** Zielvorgabe **
Gib sämtliche folgenden Zeilen unverändert wieder und lass dabei die Bilder weg.

***** Auflistung

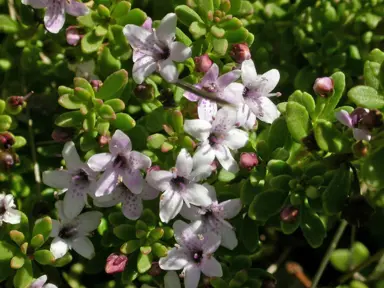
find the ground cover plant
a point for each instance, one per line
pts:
(191, 143)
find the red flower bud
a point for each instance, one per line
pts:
(202, 63)
(323, 86)
(248, 160)
(240, 52)
(115, 263)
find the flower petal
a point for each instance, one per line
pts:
(100, 162)
(224, 80)
(184, 163)
(144, 67)
(170, 205)
(88, 221)
(231, 208)
(211, 267)
(84, 247)
(59, 179)
(344, 118)
(171, 280)
(249, 74)
(206, 110)
(196, 194)
(120, 143)
(166, 31)
(199, 129)
(160, 179)
(168, 70)
(54, 17)
(226, 159)
(76, 8)
(235, 139)
(132, 206)
(192, 276)
(264, 109)
(176, 259)
(179, 52)
(59, 247)
(107, 183)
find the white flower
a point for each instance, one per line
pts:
(193, 254)
(217, 138)
(72, 233)
(7, 212)
(132, 204)
(40, 283)
(156, 50)
(78, 180)
(256, 91)
(179, 187)
(212, 217)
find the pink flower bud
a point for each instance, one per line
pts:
(323, 86)
(240, 52)
(248, 160)
(202, 63)
(115, 263)
(73, 35)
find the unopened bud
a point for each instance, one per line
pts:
(240, 53)
(96, 84)
(323, 86)
(115, 263)
(248, 160)
(202, 63)
(7, 140)
(289, 214)
(357, 210)
(144, 92)
(73, 35)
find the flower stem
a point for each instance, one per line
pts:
(327, 255)
(199, 92)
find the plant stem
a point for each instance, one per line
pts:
(199, 92)
(327, 255)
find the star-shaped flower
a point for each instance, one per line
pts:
(193, 254)
(78, 180)
(156, 50)
(211, 82)
(217, 138)
(179, 187)
(54, 18)
(213, 217)
(71, 233)
(256, 91)
(7, 212)
(121, 162)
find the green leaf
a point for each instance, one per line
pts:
(186, 15)
(367, 97)
(43, 226)
(330, 139)
(7, 25)
(144, 262)
(69, 119)
(297, 120)
(112, 85)
(123, 122)
(266, 204)
(250, 240)
(312, 226)
(44, 257)
(91, 42)
(337, 191)
(24, 275)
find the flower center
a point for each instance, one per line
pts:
(68, 231)
(197, 256)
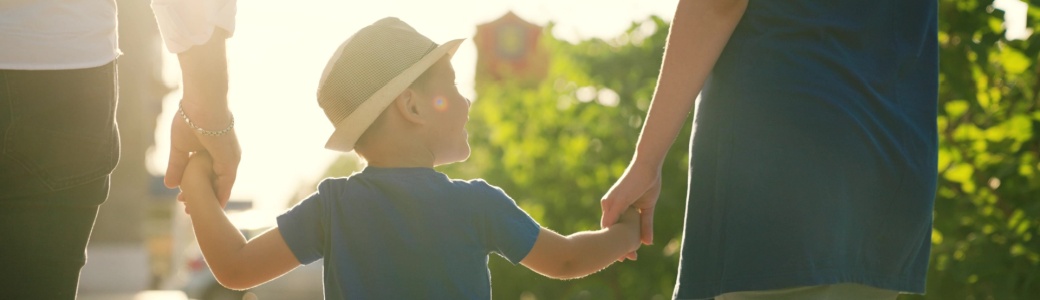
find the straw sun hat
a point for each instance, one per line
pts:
(368, 71)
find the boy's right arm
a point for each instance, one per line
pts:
(586, 252)
(235, 263)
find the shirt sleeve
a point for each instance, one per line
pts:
(508, 230)
(303, 228)
(186, 23)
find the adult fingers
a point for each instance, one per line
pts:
(222, 186)
(646, 225)
(175, 169)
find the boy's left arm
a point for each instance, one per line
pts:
(235, 263)
(586, 252)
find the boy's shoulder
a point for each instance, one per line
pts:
(409, 178)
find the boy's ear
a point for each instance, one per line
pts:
(408, 105)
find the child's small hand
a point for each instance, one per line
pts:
(630, 219)
(198, 178)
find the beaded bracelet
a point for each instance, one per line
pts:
(204, 131)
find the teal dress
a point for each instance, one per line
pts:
(813, 153)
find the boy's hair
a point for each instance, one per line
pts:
(368, 71)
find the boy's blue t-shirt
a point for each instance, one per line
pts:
(407, 233)
(814, 149)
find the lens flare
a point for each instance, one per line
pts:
(440, 104)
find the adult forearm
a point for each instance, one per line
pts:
(204, 70)
(698, 34)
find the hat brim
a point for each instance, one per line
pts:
(349, 129)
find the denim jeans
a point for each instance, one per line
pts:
(58, 145)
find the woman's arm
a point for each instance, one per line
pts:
(698, 34)
(236, 264)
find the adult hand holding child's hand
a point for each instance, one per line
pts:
(198, 179)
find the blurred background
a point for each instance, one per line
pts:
(559, 90)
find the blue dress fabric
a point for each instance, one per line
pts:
(814, 148)
(407, 233)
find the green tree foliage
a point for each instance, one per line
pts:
(557, 145)
(986, 242)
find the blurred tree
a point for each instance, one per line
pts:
(556, 147)
(987, 222)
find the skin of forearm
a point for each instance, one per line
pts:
(592, 251)
(204, 71)
(218, 240)
(698, 34)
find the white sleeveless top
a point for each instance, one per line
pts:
(59, 34)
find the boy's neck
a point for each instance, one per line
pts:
(398, 153)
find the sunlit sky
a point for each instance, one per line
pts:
(280, 48)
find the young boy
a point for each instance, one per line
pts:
(398, 229)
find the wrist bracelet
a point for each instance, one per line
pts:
(204, 131)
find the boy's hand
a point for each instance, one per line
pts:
(198, 179)
(630, 218)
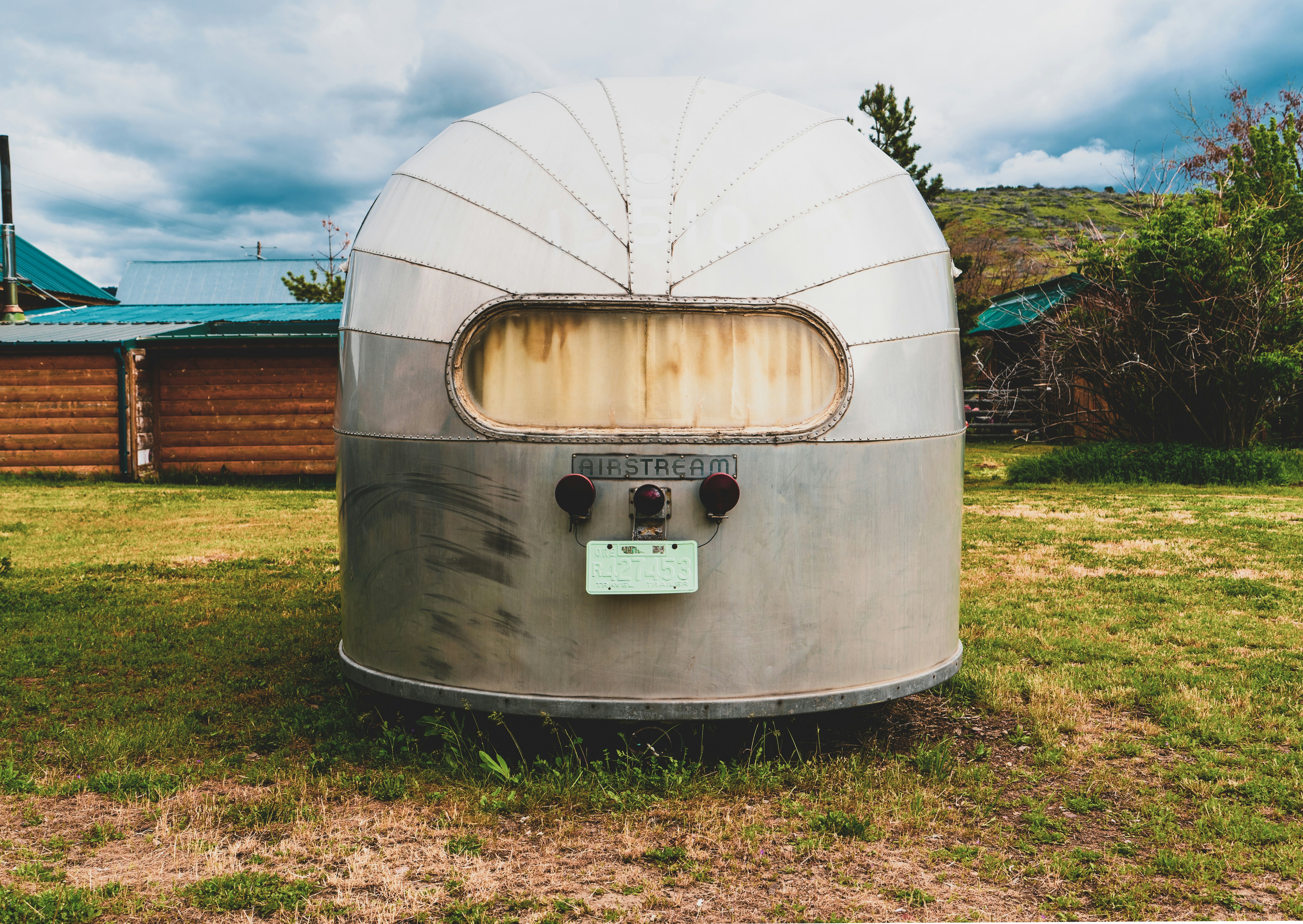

**********

** Antwort zur Aufgabe **
find the ground cover plant
a point for each instance, one per line
pts:
(191, 143)
find the red flower bud
a point for each instance, one per line
pts:
(202, 63)
(323, 86)
(248, 160)
(240, 52)
(115, 263)
find the flower petal
a point for each instance, one per line
pts:
(100, 162)
(224, 80)
(184, 163)
(144, 67)
(170, 205)
(88, 221)
(231, 208)
(211, 267)
(84, 247)
(59, 179)
(344, 118)
(171, 280)
(249, 74)
(206, 110)
(196, 194)
(120, 143)
(166, 31)
(199, 129)
(160, 179)
(168, 70)
(54, 17)
(226, 159)
(76, 8)
(235, 139)
(132, 206)
(192, 276)
(264, 109)
(176, 259)
(179, 52)
(59, 247)
(107, 183)
find the white flower
a point for each instance, one per line
pts:
(193, 254)
(217, 138)
(72, 233)
(7, 212)
(132, 204)
(40, 283)
(156, 50)
(78, 180)
(256, 91)
(179, 187)
(212, 217)
find the pink flower bud
a point for each instance, one per line
pts:
(323, 86)
(240, 52)
(248, 160)
(202, 63)
(115, 263)
(73, 35)
find the unopened bud
a point for each instance, one per line
pts:
(240, 53)
(96, 84)
(323, 86)
(115, 263)
(248, 160)
(202, 63)
(7, 140)
(289, 214)
(357, 210)
(144, 92)
(73, 35)
find the flower stem
a point for each instance, one per line
pts:
(327, 255)
(199, 92)
find the plant stem
a point for each instance, one per line
pts:
(199, 92)
(327, 255)
find the star-shaped flower
a point for each instance, one per line
pts:
(193, 254)
(78, 180)
(156, 50)
(211, 82)
(217, 138)
(179, 187)
(54, 18)
(213, 217)
(71, 233)
(256, 91)
(7, 212)
(121, 162)
find the green leaf
a point for each instance, one per line
pts:
(186, 15)
(367, 97)
(43, 226)
(330, 139)
(7, 25)
(144, 262)
(69, 119)
(297, 120)
(112, 85)
(123, 122)
(266, 204)
(250, 240)
(312, 226)
(44, 257)
(91, 42)
(337, 191)
(24, 275)
find the flower center
a point for each instance, one per line
pts:
(68, 231)
(197, 256)
find the straw sun hat
a point for each instance, one per line
pts:
(368, 71)
find the boy's right arm
a point for each instance, one per line
pts:
(586, 252)
(235, 263)
find the shirt sleeve
a point for each instance, one per line
pts:
(508, 230)
(303, 228)
(186, 23)
find the adult fingers
a point for each instance, one per line
pts:
(222, 186)
(646, 225)
(175, 169)
find the boy's left arm
a point for each instance, one per line
pts:
(235, 263)
(586, 252)
find the boy's shoulder
a point for each instance, one per line
pts:
(409, 178)
find the boy's ear
a point for each instance, one per line
pts:
(408, 105)
find the child's small hand
a point for each instance, one per line
pts:
(630, 219)
(198, 178)
find the beaded bracelet
a point for each instance, one per line
pts:
(204, 131)
find the teal dress
a point for each instance, one per line
pts:
(813, 153)
find the boy's hair
a point for each instance, one per line
pts:
(368, 71)
find the boy's blue t-shirt
a point for each instance, one per line
pts:
(407, 233)
(814, 149)
find the lens flare
a point for each instance, one per line
pts:
(440, 104)
find the adult forearm
a point for each instance, one per line
pts:
(204, 70)
(698, 34)
find the hat brim
a point for each instance, one per line
pts:
(349, 129)
find the denim jeans
a point for each instance, one per line
pts:
(58, 145)
find the woman's arm
a point for each instance, one per line
pts:
(698, 34)
(236, 264)
find the adult hand holding child's hand
a point for each instance, one per line
pts:
(198, 179)
find the blurred background
a point for each instance, one per line
pts:
(559, 90)
find the blue dress fabric
a point for each instance, one per line
pts:
(814, 148)
(407, 233)
find the green tree foliage
a point for each instance, one per line
pts:
(557, 145)
(986, 242)
find the blurred tree
a point for each instance, one per line
pts:
(556, 147)
(987, 222)
find the skin of forearm
a point for each instance, one per line
pts:
(592, 251)
(204, 71)
(218, 240)
(698, 34)
find the white sleeveless top
a point for each instance, one per line
pts:
(59, 34)
find the boy's neck
a point for each instance, one per line
pts:
(398, 153)
find the sunlit sky
a point for each instance, one per line
pts:
(280, 48)
find the young boy
a point for each instance, one per line
pts:
(398, 229)
find the wrist bracelet
a point for each instance, one per line
pts:
(204, 131)
find the boy's hand
a point for each instance, one per line
pts:
(198, 179)
(630, 218)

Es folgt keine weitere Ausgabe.